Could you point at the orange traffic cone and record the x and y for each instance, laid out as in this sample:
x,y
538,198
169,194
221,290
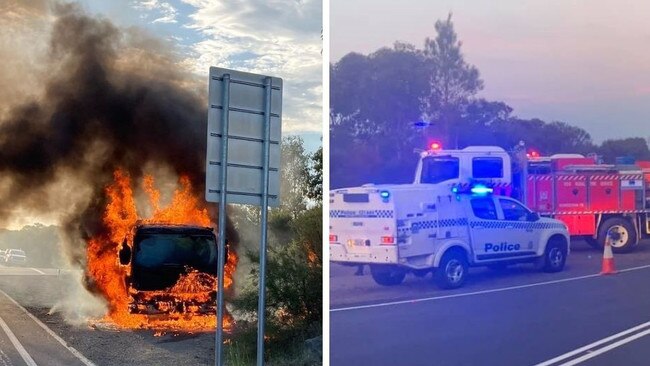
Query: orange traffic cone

== Exercise objective ==
Copy every row above word for word, leaving out the picture.

== Correct output ==
Could you point at the orange traffic cone and record the x and y for each instance, laid out as in this sample:
x,y
538,198
169,194
221,290
Query: orange traffic cone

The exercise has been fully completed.